======== SUPPLIED TEXT ========
Re: [patch] drop_caches: add some documentation and info message

From: Johannes Weiner
Date: Mon Feb 10 2014 - 16:54:49 EST


On Mon, Feb 10, 2014 at 12:51:02PM -0800, Andrew Morton wrote:
> On Fri, 7 Feb 2014 16:26:01 -0500 Johannes Weiner <hannes@xxxxxxxxxxx> wrote:
>
> > On Fri, Feb 07, 2014 at 12:31:29PM -0800, Andrew Morton wrote:
> > > On Fri, 7 Feb 2014 13:13:32 -0500 Johannes Weiner <hannes@xxxxxxxxxxx> wrote:
> > >
> > > > @@ -63,6 +64,9 @@ int drop_caches_sysctl_handler(ctl_table *table, int write,
> > > > iterate_supers(drop_pagecache_sb, NULL);
> > > > if (sysctl_drop_caches & 2)
> > > > drop_slab();
> > > > + printk_ratelimited(KERN_INFO "%s (%d): dropped kernel caches: %d\n",
> > > > + current->comm, task_pid_nr(current),
> > > > + sysctl_drop_caches);
> > > > }
> > > > return 0;
> > > > }
> > >
> > > My concern with this is that there may be people whose
> > > other-party-provided software uses drop_caches. Their machines will
> > > now sit there emitting log messages and there's nothing they can do
> > > about it, apart from whining at their vendors.
> >
> > Ironically, we have a customer that is complaining that we currently
> > do not log these events, and they want to know who in their stack is
> > being idiotic.
>
> Right. But if we release a kernel which goes blah on every write to
> drop_caches, that customer has logs full of blahs which they are
> now totally uninterested in.
>
> > > We could do something like this?
> >
> > They can already change the log level.
>
> Suppressing unrelated things...
>
> > The below will suppress
> > valuable debugging information in a way that still results in
> > inconspicuous looking syslog excerpts, which somewhat undermines the
> > original motivation for this change.
>
> Yes, somewhat. It is a compromise. You can see my concern here?

How about this: we allow disabling the log message, but print the line
of the disabling call so it's clear who dunnit. To make sure valuable
info is not missing in bug reports, add counters for the two events in
/proc/vmstat.

Does that sound acceptable?
======== RECORD LIST ========
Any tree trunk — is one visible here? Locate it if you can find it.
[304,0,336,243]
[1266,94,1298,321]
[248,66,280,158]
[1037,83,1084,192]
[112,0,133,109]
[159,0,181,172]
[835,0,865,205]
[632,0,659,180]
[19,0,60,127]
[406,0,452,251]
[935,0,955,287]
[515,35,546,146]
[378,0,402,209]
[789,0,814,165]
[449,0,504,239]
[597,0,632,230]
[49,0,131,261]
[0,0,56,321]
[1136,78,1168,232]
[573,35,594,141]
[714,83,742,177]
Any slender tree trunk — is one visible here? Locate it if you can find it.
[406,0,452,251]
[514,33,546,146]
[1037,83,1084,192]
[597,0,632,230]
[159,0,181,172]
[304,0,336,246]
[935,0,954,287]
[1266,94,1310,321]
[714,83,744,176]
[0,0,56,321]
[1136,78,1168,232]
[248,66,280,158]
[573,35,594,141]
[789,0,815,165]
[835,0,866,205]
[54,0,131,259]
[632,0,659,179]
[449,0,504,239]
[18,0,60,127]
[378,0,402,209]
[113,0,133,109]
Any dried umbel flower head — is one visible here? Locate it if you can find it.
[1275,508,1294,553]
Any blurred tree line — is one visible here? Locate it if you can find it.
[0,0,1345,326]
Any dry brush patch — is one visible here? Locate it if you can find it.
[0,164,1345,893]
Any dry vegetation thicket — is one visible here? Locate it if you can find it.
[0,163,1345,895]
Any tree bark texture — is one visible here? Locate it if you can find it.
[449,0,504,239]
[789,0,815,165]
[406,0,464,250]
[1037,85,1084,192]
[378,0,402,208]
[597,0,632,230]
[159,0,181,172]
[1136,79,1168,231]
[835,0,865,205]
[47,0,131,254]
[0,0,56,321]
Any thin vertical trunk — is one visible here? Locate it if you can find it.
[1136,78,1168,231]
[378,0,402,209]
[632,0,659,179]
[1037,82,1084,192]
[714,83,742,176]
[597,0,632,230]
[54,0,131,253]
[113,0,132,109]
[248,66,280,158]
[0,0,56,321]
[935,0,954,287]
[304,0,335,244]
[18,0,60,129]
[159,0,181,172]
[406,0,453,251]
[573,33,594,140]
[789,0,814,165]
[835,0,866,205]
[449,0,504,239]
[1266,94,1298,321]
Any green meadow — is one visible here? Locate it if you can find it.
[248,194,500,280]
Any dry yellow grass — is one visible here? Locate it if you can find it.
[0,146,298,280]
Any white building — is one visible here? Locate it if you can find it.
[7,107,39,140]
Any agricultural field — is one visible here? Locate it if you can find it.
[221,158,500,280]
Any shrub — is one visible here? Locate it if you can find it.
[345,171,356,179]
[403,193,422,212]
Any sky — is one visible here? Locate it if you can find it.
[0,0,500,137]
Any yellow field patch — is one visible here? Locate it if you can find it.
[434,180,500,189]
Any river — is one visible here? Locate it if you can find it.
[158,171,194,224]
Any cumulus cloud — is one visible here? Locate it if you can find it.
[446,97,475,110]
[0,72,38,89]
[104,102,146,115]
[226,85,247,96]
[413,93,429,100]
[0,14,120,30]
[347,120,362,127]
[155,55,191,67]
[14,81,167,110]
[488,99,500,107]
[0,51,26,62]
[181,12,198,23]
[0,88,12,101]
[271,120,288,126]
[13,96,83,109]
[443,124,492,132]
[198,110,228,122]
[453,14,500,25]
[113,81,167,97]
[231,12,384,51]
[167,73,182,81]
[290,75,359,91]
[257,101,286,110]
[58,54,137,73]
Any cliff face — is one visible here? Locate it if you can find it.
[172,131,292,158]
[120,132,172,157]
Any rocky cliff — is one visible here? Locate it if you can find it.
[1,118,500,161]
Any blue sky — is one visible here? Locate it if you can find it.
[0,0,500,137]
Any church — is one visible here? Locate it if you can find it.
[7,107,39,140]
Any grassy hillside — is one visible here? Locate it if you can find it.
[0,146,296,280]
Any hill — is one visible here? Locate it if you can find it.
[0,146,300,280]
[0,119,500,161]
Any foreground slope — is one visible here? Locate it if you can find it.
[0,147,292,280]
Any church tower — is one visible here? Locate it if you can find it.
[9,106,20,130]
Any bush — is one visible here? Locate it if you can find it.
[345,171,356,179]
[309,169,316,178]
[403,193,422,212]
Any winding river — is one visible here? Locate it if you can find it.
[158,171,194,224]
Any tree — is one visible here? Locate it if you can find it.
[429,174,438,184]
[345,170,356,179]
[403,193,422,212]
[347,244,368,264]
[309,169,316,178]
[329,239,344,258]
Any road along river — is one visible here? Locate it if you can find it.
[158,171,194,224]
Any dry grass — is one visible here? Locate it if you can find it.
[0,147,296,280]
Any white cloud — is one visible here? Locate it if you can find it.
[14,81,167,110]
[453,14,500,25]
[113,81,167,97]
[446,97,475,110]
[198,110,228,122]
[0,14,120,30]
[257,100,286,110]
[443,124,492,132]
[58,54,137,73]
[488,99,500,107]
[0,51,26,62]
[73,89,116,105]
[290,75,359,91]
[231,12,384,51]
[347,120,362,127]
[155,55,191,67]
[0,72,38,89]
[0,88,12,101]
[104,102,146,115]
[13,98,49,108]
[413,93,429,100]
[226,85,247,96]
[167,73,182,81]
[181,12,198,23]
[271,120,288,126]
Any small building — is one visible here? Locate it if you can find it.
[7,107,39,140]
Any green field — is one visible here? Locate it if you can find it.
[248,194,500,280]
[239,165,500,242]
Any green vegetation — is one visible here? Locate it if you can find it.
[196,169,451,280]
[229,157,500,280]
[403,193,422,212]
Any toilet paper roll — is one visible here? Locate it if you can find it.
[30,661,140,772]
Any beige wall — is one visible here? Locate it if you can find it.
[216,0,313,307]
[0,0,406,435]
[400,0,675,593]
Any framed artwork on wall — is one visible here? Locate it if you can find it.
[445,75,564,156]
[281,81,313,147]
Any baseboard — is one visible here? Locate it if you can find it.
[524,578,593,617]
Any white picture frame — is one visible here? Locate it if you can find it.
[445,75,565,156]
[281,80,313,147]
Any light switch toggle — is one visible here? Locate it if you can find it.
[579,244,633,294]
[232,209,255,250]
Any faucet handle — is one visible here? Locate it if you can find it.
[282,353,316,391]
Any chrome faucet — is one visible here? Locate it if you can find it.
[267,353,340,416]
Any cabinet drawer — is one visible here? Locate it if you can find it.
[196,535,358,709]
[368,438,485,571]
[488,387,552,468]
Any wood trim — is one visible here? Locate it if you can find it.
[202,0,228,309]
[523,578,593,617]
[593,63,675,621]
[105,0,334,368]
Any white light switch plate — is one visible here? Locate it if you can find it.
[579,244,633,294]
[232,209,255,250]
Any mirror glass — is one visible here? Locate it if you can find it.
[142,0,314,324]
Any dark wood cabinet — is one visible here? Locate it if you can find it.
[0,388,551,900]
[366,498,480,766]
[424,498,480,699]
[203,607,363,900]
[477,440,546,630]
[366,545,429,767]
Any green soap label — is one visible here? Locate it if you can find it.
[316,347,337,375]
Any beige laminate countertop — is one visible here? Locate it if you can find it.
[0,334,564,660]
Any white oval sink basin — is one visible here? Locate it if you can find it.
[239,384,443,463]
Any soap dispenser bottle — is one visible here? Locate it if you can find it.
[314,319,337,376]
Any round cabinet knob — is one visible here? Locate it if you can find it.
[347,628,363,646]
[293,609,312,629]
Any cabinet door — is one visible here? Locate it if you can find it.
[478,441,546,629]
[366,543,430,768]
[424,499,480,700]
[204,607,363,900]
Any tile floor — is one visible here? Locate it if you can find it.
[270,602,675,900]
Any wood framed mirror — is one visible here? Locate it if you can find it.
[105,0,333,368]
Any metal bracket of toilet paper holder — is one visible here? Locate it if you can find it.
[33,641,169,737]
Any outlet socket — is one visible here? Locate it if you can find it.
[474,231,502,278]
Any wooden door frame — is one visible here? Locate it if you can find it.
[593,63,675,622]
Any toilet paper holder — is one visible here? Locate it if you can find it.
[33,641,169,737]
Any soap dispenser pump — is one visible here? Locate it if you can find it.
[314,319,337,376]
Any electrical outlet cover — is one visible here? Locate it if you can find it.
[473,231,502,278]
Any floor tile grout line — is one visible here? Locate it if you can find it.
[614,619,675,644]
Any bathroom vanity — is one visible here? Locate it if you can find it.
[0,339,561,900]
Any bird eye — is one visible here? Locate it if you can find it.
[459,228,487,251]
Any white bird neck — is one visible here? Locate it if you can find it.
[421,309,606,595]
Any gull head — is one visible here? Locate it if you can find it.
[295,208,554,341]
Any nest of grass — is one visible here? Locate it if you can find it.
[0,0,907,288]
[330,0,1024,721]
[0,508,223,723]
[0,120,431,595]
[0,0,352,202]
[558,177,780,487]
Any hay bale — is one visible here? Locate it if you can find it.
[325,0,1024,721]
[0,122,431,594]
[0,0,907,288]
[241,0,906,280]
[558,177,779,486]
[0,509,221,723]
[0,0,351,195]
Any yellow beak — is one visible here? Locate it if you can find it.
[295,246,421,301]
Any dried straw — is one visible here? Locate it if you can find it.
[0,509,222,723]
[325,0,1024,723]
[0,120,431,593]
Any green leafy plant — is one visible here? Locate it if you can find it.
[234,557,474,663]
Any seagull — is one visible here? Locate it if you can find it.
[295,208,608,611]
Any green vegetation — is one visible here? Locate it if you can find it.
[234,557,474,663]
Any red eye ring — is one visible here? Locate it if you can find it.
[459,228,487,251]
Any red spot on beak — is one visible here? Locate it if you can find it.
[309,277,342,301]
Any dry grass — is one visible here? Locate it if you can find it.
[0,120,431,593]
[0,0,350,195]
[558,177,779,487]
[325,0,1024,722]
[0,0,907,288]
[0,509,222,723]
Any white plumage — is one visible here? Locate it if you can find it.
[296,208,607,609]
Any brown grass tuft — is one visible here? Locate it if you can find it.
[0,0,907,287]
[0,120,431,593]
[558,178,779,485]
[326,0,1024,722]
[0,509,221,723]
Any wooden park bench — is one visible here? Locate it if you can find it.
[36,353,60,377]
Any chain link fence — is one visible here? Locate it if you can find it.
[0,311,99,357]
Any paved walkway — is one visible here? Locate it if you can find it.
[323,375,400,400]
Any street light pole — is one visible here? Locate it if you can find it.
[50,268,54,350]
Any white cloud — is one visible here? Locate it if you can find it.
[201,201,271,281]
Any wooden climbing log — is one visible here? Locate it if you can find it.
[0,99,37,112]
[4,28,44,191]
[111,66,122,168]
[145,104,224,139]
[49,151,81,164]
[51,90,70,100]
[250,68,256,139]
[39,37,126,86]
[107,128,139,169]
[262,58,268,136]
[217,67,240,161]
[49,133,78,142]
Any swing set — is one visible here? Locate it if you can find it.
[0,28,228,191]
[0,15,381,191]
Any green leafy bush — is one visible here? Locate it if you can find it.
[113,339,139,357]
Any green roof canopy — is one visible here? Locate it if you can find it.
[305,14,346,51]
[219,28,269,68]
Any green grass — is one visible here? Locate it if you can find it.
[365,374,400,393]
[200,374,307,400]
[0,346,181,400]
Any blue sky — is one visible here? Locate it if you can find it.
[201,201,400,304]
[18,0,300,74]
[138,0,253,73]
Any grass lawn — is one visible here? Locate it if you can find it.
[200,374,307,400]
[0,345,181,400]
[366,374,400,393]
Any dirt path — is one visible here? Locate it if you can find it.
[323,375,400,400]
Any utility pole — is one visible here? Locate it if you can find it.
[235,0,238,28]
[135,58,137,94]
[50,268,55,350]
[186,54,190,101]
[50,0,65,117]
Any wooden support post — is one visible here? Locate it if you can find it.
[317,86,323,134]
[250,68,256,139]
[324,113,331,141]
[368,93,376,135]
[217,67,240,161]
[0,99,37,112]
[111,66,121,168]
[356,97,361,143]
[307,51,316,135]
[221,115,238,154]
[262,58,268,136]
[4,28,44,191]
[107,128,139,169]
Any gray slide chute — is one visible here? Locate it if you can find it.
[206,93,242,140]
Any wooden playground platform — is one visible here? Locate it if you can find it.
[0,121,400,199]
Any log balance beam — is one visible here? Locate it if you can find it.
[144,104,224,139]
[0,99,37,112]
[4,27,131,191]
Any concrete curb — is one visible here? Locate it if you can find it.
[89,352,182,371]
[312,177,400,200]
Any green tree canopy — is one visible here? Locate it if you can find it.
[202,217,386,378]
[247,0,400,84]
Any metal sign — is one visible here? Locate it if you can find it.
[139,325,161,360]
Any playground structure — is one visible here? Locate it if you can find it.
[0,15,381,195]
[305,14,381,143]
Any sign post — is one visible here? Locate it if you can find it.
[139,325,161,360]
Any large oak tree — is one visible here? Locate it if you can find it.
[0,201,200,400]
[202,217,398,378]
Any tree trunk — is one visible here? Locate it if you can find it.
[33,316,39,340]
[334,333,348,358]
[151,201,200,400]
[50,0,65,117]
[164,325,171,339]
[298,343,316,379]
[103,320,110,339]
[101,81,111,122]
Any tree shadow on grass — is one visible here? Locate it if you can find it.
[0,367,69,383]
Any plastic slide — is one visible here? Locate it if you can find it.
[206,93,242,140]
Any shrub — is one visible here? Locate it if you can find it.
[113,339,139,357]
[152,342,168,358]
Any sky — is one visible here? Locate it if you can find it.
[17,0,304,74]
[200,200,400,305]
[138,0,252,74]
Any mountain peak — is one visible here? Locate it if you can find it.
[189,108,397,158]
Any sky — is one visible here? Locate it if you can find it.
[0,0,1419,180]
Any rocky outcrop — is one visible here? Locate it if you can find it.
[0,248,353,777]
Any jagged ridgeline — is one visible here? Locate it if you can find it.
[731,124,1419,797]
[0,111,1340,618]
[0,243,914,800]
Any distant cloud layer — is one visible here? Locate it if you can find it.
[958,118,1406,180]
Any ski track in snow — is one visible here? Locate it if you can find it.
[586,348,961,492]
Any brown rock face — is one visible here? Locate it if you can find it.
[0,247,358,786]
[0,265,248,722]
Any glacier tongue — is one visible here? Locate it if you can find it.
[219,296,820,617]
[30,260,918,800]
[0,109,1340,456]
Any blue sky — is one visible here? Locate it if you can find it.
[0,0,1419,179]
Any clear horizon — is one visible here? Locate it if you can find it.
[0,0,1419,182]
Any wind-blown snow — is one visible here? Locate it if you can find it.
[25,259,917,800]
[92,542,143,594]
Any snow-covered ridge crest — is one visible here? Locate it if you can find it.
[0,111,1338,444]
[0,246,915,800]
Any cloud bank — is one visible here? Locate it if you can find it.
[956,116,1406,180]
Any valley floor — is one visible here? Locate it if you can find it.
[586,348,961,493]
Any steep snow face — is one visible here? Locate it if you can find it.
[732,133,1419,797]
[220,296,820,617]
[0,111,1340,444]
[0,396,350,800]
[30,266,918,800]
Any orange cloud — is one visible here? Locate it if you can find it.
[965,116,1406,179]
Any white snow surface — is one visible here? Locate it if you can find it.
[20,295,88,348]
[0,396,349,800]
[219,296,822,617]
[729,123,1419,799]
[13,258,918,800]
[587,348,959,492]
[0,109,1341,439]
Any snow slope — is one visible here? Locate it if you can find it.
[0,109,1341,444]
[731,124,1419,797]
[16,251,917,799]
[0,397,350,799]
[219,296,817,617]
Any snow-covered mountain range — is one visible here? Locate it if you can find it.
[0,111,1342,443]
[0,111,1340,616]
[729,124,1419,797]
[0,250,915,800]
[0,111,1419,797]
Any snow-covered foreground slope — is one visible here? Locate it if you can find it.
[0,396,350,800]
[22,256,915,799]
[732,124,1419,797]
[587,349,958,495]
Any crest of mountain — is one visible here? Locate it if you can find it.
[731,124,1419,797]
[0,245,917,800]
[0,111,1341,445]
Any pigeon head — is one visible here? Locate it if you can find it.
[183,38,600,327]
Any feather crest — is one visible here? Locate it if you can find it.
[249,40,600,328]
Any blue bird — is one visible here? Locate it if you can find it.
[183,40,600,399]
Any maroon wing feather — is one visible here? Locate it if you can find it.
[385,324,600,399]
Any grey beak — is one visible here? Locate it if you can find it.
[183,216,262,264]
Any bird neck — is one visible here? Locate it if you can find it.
========
#### PROBLEMS AND TASKS
A – In the drop_caches thread, where does Johannes Weiner suggest adding counters for the two events?
B – Extend the drop_caches thread onward from its final sentence.
These lines are material separate from the drop_caches thread.

#### RESULTS FOR EACH TASK
A – In /proc/vmstat.

B –
---
From: Dave Hansen <dave@xxxxxxxxxxxxxxxxxx>
Date: Fri, 12 Oct 2012 14:30:54 +0200
Subject: [patch] drop_caches: add some documentation and info message

There is plenty of anecdotal evidence and a load of blog posts
suggesting that using "drop_caches" periodically keeps your system
running in "tip top shape". Perhaps adding some kernel documentation
will increase the amount of accurate data on its use.

If we are not shrinking caches effectively, then we have real bugs.
Using drop_caches will simply mask the bugs and make them harder to
find, but certainly does not fix them, nor is it an appropriate
"workaround" to limit the size of the caches. On the contrary, there
have been bug reports on issues that turned out to be misguided use of
cache dropping.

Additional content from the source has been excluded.